• QUOTED TEXT:
European Union: Brisal Decision: The CJEU Rules That Withholding Taxes May Be Contrary To EU Law


The Court of Justice of the European Union (CJEU) delivered its judgment in the Brisal1 case in July which could result in a fundamental change to the manner in which withholding taxes are applied on payments between EU member states and reduce the effective tax which may be suffered on certain cross-border payments.

The ruling may result in a lower withholding tax (WHT) burden for certain EU resident financial institutions, as well as the potential for reclaims by EU resident financial institutions which have suffered interest WHT on payments from other EU member states. The ruling may also apply to non-bank commercial lenders as well as to other payments which may be subject to WHT such as royalties.

The Case

On 13 July 2016, the CJEU handed down its decision in the Brisal case which held that national tax rules which only allow a deduction for financing costs and other expenses to resident financial institutions, and deny that right to non-resident financial institutions in other EU member states, are contrary to EU law.

Brisal, a Portuguese resident entity, had a loan with a syndicate of banks, which included Portuguese financial institutions and an Irish bank. Interest received by Portuguese resident financial institutions was subject to corporation tax in Portugal on a net basis (i.e. after deduction of expenses) at the rate of 25%. In contrast, interest received by non-resident financial institutions was subject to Portuguese withholding tax at source on the gross amount of the interest at the rate of 20% (or lower if treaty relief applied, e.g. 15% under the Portugal/Ireland double tax treaty). The CJEU held that by imposing WHT on interest payments made by Brisal to an Irish resident bank without permitting the right to deduct financing costs and business expenses, Portugal was discriminating against non-Portuguese resident financial institutions.

• OBJECTIVE: Echo the stretch of the Brisal ruling text from "European Union: Brisal" through "certain cross-border payments.", word for word. The entries that come next are separate material and have no connection to the Brisal ruling text.

• STORED DATA:
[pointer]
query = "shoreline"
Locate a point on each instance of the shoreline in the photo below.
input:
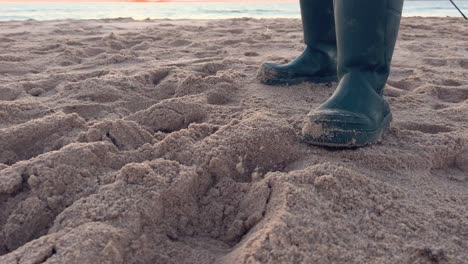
(153, 142)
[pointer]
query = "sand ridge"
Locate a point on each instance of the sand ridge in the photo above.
(151, 141)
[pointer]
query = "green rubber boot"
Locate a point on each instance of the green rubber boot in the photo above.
(318, 62)
(357, 114)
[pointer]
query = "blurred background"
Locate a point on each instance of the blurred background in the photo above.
(182, 9)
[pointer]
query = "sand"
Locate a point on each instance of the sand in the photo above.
(152, 141)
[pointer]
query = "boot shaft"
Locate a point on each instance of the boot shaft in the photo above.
(367, 31)
(318, 22)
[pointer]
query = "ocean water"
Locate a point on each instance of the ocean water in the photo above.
(192, 10)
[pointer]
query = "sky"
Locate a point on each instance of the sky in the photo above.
(147, 1)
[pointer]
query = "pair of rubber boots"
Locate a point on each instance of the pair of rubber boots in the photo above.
(351, 41)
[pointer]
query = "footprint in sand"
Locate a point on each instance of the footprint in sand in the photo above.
(452, 95)
(435, 62)
(425, 127)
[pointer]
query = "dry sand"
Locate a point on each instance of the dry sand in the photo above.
(152, 142)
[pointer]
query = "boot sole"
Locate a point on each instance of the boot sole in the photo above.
(350, 138)
(295, 81)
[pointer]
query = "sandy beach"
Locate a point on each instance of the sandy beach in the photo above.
(125, 141)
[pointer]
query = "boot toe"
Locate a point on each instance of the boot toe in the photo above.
(338, 128)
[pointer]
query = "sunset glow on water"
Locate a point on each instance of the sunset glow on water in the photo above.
(185, 9)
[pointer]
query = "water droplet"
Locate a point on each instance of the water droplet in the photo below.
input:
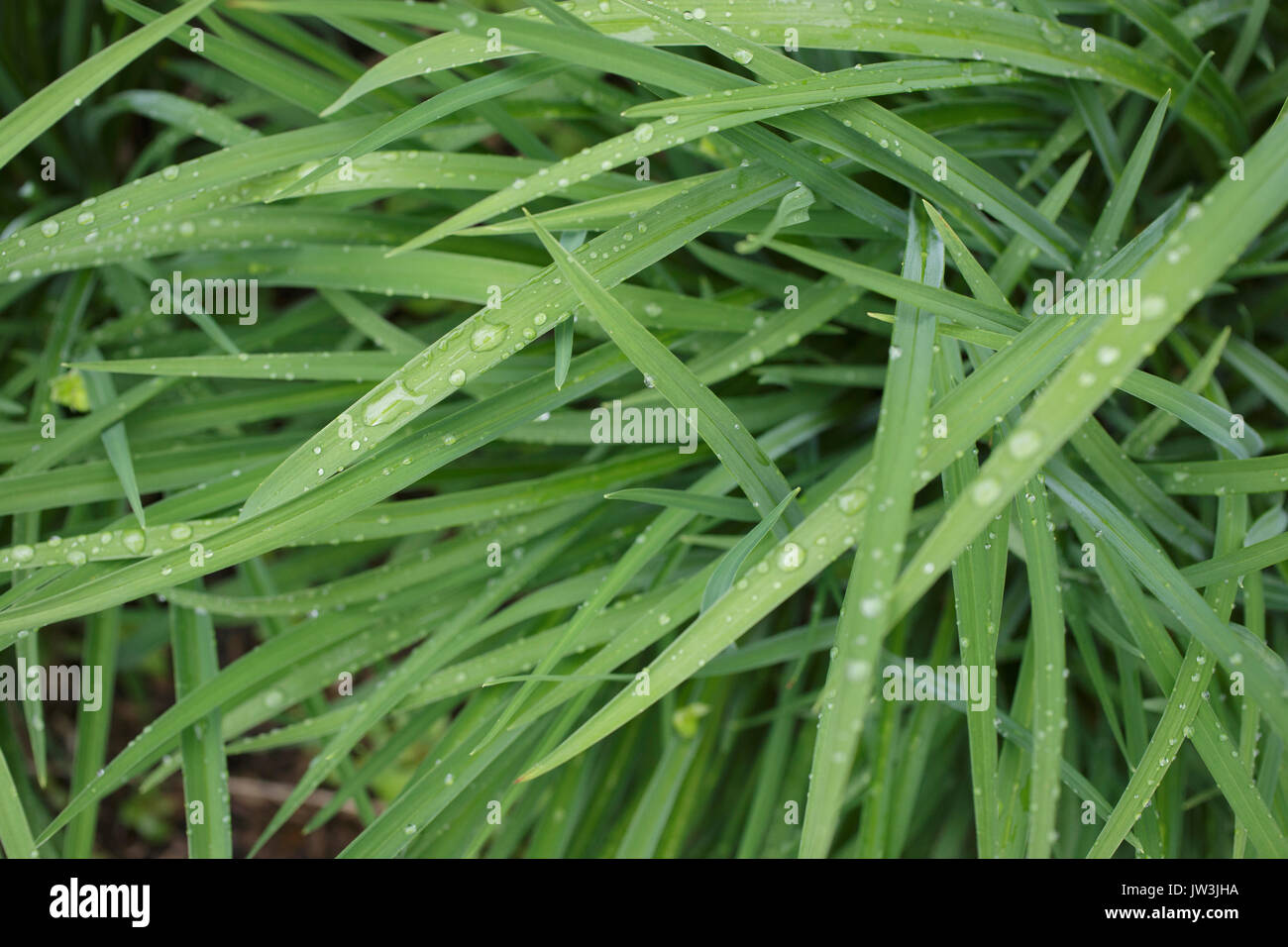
(387, 403)
(790, 557)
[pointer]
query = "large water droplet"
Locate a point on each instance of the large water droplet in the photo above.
(389, 402)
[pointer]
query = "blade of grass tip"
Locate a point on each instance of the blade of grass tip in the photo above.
(1146, 434)
(424, 659)
(1229, 217)
(1042, 561)
(977, 607)
(14, 832)
(43, 110)
(677, 382)
(1113, 218)
(373, 324)
(91, 727)
(793, 209)
(565, 335)
(411, 120)
(758, 475)
(1254, 618)
(1188, 696)
(863, 621)
(205, 770)
(115, 441)
(721, 579)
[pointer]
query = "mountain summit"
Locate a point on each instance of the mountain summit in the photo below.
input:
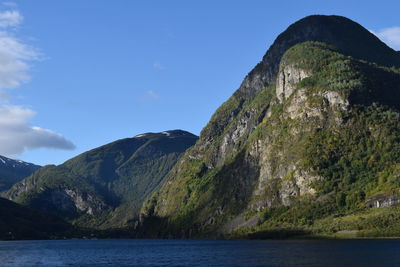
(106, 186)
(13, 171)
(309, 144)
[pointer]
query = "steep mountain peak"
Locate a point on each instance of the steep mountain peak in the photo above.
(347, 36)
(12, 171)
(169, 134)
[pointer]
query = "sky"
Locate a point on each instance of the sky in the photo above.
(75, 75)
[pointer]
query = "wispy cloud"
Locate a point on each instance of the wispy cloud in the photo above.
(149, 96)
(158, 65)
(16, 132)
(17, 135)
(10, 18)
(391, 36)
(15, 55)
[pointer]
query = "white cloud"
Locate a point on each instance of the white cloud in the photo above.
(17, 135)
(158, 65)
(10, 4)
(149, 96)
(10, 18)
(391, 36)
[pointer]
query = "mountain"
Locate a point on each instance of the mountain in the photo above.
(19, 222)
(104, 187)
(13, 171)
(309, 144)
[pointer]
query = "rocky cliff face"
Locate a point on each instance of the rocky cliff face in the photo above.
(288, 136)
(106, 186)
(13, 171)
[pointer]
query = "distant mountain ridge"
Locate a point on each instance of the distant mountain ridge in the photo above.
(309, 143)
(12, 171)
(106, 186)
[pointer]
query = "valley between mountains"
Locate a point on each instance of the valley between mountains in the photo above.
(309, 145)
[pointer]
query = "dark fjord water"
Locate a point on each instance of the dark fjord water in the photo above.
(200, 253)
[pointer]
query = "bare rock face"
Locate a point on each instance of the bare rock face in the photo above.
(383, 201)
(288, 77)
(70, 202)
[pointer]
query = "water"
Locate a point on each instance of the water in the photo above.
(200, 253)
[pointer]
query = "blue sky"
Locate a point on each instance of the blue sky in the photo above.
(75, 75)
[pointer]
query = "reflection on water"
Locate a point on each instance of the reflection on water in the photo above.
(200, 253)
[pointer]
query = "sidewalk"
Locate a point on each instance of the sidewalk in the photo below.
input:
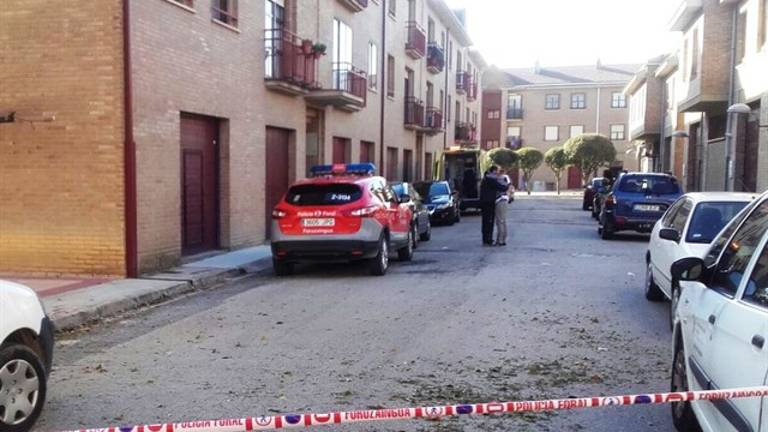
(72, 303)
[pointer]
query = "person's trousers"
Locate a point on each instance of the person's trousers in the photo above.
(501, 222)
(489, 211)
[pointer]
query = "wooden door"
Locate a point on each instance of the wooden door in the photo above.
(574, 178)
(199, 184)
(277, 171)
(340, 150)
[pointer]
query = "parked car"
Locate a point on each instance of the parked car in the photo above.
(344, 213)
(442, 201)
(721, 326)
(687, 229)
(408, 196)
(593, 188)
(26, 355)
(636, 202)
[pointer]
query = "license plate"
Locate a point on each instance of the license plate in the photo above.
(646, 207)
(318, 223)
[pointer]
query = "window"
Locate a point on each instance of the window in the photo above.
(551, 133)
(695, 55)
(373, 65)
(578, 101)
(757, 287)
(617, 132)
(733, 264)
(390, 76)
(224, 11)
(552, 102)
(618, 100)
(576, 131)
(342, 53)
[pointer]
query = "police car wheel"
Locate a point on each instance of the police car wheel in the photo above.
(282, 268)
(378, 266)
(22, 388)
(683, 416)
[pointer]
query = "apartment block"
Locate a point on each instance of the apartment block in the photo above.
(543, 107)
(157, 130)
(722, 63)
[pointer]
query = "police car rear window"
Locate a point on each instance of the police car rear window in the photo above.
(333, 194)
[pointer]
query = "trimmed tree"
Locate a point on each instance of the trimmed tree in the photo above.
(530, 160)
(589, 152)
(557, 161)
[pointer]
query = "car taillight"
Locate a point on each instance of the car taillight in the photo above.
(364, 212)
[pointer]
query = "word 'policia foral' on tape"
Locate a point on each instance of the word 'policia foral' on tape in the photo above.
(295, 421)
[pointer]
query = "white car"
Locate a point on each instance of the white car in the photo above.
(721, 326)
(26, 353)
(687, 230)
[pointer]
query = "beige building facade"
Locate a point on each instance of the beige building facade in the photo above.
(206, 114)
(544, 107)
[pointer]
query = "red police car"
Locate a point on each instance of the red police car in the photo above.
(343, 213)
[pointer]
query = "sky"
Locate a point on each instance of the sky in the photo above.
(517, 33)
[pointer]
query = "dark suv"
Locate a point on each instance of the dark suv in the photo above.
(636, 202)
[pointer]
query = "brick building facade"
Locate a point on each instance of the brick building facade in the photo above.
(226, 106)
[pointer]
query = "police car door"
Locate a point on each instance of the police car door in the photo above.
(737, 352)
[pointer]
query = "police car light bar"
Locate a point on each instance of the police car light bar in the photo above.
(343, 169)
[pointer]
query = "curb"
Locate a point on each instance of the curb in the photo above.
(168, 289)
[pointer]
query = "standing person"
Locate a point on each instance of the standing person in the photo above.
(500, 213)
(489, 190)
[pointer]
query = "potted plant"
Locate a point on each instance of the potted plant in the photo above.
(319, 49)
(306, 46)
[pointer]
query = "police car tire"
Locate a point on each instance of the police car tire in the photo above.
(14, 352)
(282, 268)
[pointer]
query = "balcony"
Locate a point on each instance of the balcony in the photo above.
(416, 47)
(435, 58)
(463, 82)
(514, 143)
(434, 121)
(290, 64)
(355, 5)
(514, 113)
(466, 133)
(414, 114)
(348, 92)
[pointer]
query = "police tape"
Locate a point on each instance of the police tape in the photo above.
(295, 421)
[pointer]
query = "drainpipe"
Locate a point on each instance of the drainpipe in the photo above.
(129, 153)
(384, 78)
(729, 135)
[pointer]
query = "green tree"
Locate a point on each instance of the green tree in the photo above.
(557, 160)
(530, 160)
(589, 152)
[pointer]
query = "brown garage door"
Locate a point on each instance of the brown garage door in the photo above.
(277, 178)
(199, 184)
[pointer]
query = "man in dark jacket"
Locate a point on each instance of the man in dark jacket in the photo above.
(490, 188)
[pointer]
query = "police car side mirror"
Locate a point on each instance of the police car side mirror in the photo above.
(688, 270)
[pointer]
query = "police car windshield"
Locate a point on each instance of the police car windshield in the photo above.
(324, 195)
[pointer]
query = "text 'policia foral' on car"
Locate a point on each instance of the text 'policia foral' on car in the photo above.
(344, 213)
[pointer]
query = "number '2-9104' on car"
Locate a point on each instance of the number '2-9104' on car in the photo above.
(344, 213)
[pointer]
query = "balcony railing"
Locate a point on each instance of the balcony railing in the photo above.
(514, 113)
(289, 66)
(414, 113)
(416, 46)
(463, 82)
(435, 58)
(434, 121)
(355, 5)
(514, 143)
(465, 132)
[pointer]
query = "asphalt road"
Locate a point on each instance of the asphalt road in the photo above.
(557, 313)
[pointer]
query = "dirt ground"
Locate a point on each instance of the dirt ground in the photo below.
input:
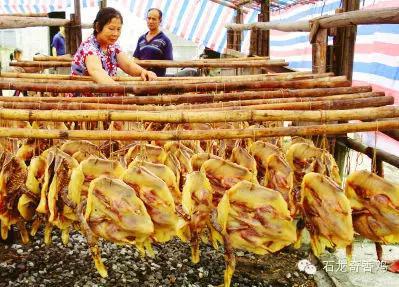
(20, 263)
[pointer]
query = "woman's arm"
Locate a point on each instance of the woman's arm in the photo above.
(131, 68)
(96, 71)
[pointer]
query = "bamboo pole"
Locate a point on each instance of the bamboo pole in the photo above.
(68, 58)
(366, 114)
(165, 64)
(129, 78)
(12, 22)
(239, 103)
(314, 105)
(360, 17)
(309, 105)
(199, 98)
(325, 129)
(25, 15)
(188, 80)
(298, 26)
(175, 88)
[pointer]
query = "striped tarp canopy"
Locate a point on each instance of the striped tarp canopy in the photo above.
(274, 4)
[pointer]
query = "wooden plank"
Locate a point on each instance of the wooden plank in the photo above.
(319, 52)
(327, 129)
(360, 17)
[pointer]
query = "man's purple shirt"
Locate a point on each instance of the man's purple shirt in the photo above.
(159, 48)
(59, 44)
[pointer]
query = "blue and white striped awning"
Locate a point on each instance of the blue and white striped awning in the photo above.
(203, 21)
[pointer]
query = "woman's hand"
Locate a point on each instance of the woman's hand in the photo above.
(148, 75)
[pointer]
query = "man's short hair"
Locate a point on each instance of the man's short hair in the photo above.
(155, 9)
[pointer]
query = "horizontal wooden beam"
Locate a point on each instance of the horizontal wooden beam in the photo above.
(11, 22)
(25, 15)
(199, 98)
(166, 64)
(370, 151)
(201, 117)
(359, 17)
(324, 129)
(58, 77)
(299, 26)
(173, 88)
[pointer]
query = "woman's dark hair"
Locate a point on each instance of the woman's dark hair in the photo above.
(155, 9)
(104, 16)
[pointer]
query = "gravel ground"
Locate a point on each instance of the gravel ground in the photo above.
(35, 264)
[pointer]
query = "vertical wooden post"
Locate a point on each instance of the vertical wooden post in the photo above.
(344, 43)
(379, 167)
(264, 36)
(78, 23)
(230, 39)
(70, 36)
(319, 51)
(253, 42)
(237, 34)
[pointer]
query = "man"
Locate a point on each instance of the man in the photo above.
(154, 45)
(58, 44)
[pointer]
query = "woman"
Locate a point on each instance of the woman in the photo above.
(99, 56)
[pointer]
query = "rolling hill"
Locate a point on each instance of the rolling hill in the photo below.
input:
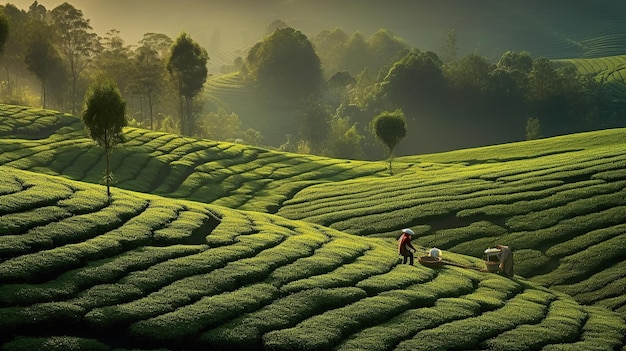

• OUTPUT FOR THIS EXERCISE:
European Union: Brisal Decision: The CJEU Rules That Withholding Taxes May Be Contrary To EU Law


The Court of Justice of the European Union (CJEU) delivered its judgment in the Brisal1 case in July which could result in a fundamental change to the manner in which withholding taxes are applied on payments between EU member states and reduce the effective tax which may be suffered on certain cross-border payments.